Rewrite everything from the line containing "Please spot the green grass in" down to the line containing "point(235, 236)", both lines included, and shift each answer coordinate by adding 61 to both of its numbers. Copy the requests and their sample points unchanged.
-------- PROVIDED RECORDS --------
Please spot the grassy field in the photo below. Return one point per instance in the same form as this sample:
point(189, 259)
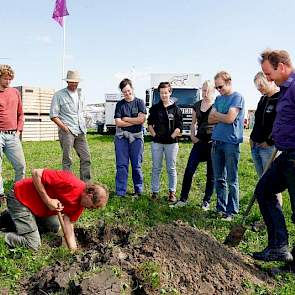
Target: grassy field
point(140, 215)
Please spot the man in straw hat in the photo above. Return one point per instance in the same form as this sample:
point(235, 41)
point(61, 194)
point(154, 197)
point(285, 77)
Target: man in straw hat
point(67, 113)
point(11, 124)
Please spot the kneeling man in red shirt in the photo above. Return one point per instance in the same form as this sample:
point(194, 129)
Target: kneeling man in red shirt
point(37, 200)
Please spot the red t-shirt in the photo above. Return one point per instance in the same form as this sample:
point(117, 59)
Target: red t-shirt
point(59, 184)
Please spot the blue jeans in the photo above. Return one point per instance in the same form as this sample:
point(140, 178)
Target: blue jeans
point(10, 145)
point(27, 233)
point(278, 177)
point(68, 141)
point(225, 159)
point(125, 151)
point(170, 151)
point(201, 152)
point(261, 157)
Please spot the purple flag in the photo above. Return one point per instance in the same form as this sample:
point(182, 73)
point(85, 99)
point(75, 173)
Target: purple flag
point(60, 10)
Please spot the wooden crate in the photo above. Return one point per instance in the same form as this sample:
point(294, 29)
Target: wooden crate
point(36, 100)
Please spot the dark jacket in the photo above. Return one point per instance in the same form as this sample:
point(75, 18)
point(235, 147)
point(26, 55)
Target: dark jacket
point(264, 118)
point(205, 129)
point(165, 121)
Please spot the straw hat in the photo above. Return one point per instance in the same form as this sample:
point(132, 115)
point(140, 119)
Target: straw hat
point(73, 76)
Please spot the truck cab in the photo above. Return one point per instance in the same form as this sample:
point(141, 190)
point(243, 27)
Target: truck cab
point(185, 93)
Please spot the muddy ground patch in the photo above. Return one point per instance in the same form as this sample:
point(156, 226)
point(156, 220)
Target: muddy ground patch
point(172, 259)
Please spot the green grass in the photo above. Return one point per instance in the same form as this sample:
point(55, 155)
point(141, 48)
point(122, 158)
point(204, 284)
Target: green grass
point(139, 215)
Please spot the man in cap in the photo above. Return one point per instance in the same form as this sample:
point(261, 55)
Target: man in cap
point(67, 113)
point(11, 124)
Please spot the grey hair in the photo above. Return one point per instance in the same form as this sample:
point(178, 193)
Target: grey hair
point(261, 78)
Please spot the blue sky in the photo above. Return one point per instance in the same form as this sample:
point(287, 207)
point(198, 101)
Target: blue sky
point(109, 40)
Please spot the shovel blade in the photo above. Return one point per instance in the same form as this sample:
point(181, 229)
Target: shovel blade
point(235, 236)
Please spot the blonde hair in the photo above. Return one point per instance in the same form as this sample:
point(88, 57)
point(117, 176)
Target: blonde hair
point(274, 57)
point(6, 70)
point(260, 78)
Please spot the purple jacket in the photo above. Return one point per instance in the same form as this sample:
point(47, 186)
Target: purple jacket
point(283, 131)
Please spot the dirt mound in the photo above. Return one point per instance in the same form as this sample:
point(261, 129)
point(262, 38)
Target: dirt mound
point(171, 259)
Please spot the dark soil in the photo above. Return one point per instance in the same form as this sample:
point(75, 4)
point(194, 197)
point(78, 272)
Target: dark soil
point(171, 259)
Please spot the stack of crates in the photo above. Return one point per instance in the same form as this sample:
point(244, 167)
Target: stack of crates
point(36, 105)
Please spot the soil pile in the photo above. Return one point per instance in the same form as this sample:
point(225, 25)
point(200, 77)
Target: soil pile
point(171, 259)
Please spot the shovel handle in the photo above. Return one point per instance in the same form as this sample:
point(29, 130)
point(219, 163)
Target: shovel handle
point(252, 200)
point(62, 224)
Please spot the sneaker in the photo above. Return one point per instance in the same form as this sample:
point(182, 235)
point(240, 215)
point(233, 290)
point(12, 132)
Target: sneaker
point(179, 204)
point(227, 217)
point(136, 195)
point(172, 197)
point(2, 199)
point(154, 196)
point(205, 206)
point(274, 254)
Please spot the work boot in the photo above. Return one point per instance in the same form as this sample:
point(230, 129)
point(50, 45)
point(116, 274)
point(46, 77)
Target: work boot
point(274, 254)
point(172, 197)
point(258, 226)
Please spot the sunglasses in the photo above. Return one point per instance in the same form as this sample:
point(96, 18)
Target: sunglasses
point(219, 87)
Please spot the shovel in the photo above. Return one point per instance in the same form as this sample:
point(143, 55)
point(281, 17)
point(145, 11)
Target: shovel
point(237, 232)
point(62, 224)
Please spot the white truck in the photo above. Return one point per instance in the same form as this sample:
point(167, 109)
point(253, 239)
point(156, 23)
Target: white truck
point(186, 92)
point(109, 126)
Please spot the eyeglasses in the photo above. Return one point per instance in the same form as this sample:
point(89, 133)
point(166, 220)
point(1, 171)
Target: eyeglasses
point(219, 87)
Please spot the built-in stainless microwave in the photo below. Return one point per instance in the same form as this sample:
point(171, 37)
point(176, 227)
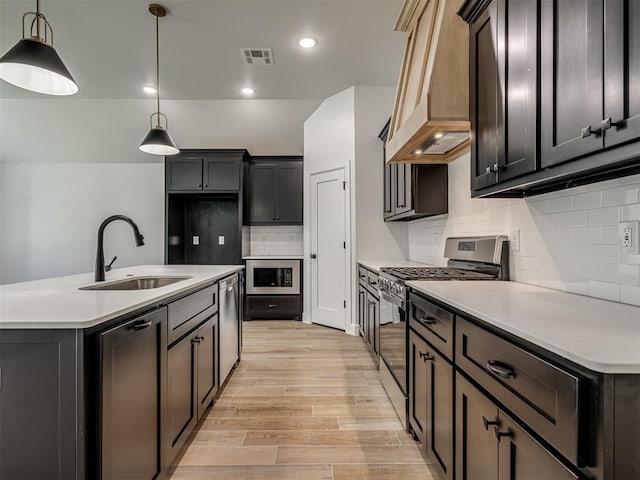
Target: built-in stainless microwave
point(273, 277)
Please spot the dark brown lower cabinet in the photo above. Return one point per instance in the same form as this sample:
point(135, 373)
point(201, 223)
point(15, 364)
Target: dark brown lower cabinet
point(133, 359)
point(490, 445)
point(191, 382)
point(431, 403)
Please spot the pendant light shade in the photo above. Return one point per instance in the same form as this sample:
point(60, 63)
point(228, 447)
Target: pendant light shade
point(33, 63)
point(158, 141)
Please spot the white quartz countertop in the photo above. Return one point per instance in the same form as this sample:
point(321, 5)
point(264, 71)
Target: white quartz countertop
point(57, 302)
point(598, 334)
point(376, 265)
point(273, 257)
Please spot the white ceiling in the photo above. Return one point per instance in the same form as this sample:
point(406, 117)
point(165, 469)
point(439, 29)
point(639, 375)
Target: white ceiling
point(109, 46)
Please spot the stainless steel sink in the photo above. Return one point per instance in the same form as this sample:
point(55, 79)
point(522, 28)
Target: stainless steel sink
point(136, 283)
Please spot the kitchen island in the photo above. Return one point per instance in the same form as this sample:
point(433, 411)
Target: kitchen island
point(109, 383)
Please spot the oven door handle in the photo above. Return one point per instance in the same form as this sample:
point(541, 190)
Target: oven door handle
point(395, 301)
--------
-------- PROVIDED RECORDS --------
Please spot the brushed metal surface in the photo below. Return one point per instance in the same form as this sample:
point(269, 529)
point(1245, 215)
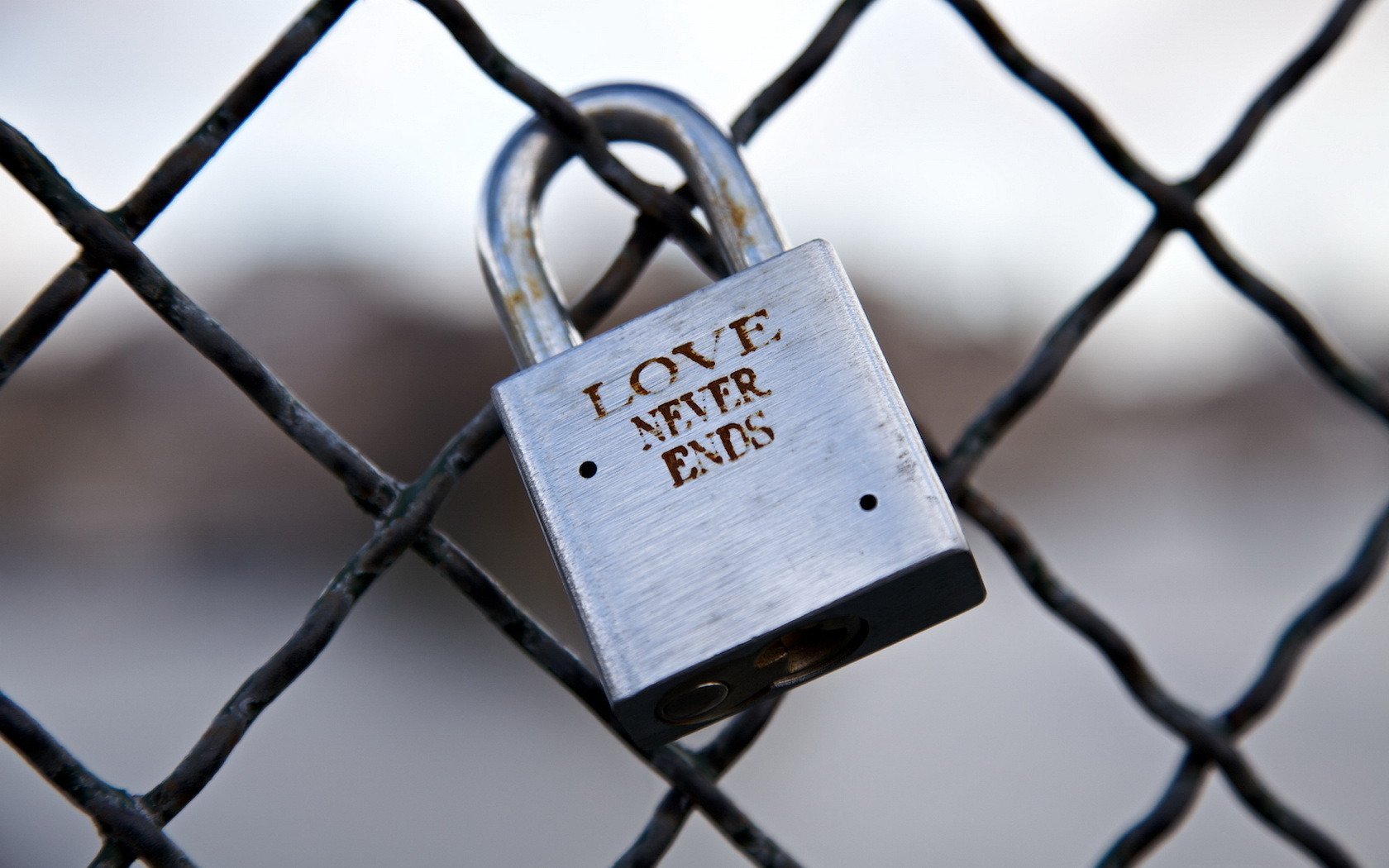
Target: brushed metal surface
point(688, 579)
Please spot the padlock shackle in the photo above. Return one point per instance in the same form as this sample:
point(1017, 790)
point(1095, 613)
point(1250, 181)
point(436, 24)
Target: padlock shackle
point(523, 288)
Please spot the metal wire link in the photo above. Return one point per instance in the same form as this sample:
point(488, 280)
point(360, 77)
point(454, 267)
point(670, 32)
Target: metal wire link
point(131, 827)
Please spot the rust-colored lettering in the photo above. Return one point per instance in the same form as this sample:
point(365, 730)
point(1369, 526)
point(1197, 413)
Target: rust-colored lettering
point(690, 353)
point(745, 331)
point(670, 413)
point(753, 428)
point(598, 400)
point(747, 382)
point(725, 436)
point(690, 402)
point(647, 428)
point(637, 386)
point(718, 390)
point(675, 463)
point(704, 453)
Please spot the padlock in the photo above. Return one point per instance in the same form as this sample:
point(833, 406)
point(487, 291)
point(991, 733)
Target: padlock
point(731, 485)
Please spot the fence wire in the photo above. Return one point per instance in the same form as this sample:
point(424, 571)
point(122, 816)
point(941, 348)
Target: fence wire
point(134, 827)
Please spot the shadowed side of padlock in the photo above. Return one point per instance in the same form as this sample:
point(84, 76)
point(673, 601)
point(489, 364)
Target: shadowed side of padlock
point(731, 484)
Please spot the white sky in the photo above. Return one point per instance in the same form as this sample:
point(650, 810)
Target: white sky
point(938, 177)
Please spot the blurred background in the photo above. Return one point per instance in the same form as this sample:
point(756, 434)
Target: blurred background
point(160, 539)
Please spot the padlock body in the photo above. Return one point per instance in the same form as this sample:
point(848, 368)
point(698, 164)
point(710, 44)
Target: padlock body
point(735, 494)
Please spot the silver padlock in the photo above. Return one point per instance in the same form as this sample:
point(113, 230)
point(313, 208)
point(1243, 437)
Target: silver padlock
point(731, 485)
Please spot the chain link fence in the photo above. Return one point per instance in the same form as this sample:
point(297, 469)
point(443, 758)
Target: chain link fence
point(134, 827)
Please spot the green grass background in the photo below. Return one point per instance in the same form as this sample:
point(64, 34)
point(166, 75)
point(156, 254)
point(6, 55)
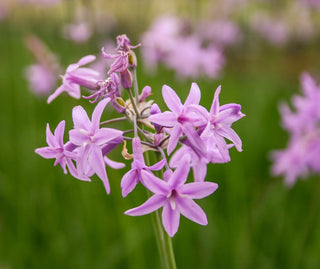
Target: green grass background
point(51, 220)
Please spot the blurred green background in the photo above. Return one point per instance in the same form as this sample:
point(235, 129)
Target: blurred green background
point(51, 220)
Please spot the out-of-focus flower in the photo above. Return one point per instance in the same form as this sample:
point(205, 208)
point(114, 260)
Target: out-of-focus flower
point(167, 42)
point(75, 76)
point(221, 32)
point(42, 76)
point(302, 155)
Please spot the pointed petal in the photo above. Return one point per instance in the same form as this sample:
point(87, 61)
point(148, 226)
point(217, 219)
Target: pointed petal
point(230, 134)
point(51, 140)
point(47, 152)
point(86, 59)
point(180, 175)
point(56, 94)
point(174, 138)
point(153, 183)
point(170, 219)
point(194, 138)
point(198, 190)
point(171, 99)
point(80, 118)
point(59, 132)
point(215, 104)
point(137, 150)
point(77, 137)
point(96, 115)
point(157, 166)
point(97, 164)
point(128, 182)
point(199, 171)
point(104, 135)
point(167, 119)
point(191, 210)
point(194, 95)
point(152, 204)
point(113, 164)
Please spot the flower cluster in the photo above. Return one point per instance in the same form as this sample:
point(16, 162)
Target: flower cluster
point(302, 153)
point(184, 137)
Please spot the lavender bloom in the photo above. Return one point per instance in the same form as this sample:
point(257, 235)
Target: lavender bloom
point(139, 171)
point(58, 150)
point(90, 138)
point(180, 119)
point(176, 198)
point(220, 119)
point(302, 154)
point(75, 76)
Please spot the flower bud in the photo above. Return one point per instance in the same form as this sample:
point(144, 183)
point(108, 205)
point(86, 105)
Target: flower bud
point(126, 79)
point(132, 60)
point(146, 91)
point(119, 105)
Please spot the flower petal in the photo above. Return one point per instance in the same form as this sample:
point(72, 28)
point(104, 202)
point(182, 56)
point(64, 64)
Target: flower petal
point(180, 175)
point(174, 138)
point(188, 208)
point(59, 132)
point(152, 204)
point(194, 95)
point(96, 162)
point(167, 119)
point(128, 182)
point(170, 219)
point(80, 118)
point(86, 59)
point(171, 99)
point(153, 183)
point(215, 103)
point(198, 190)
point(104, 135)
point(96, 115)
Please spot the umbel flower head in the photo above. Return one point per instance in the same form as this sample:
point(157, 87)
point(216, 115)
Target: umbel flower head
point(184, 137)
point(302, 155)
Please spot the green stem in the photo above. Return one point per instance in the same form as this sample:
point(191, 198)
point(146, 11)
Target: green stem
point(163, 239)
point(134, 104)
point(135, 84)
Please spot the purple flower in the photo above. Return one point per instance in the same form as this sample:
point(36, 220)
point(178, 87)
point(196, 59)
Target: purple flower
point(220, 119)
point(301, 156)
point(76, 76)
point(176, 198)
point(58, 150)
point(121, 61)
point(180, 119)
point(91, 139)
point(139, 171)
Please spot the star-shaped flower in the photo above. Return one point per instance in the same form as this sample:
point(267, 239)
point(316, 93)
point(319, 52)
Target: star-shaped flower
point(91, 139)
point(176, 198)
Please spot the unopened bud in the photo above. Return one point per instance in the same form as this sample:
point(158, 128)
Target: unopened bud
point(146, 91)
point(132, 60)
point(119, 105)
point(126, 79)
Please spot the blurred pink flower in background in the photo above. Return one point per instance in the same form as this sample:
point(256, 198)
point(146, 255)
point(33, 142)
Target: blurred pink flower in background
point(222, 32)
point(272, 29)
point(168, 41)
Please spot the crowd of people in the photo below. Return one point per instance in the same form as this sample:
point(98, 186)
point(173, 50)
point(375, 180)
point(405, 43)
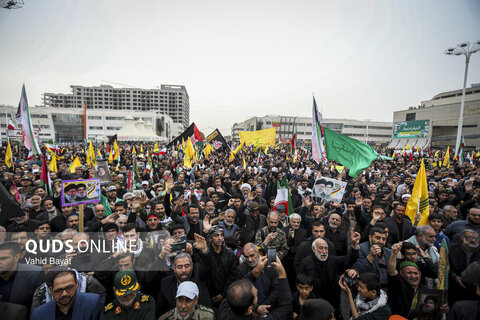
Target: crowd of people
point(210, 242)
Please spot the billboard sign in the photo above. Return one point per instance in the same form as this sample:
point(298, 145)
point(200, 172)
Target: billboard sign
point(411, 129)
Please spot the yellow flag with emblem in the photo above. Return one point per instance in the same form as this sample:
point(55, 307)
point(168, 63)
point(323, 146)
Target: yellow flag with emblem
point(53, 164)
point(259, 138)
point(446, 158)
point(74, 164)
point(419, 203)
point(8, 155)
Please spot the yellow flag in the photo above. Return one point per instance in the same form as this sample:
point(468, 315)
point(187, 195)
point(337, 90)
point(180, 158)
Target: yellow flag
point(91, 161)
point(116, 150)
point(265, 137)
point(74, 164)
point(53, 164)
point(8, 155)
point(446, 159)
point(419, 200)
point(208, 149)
--------
◆ RESPONSE FOR THIS EXERCISE
Please spot the green grass in the photo above. Return one point per instance in the same form as this sample:
point(55, 155)
point(141, 48)
point(122, 158)
point(204, 284)
Target: green grass
point(200, 276)
Please spot the man in cap in the photo above. Return one point per instance in the same form as this sample:
point(261, 55)
Target: man in cap
point(128, 174)
point(72, 185)
Please spot the grey hair in the photo above. Return one point per instance in the same form as this sample:
point(178, 193)
Target: grey hair
point(322, 139)
Please spot the blue sky in the photo above. Return one point per instance in the same form as this sample:
point(287, 207)
point(198, 101)
Target: blue sky
point(170, 101)
Please spot the shovel blade in the photo above. Return one point per instance in the same form as this sample:
point(181, 229)
Target: shovel blade
point(296, 297)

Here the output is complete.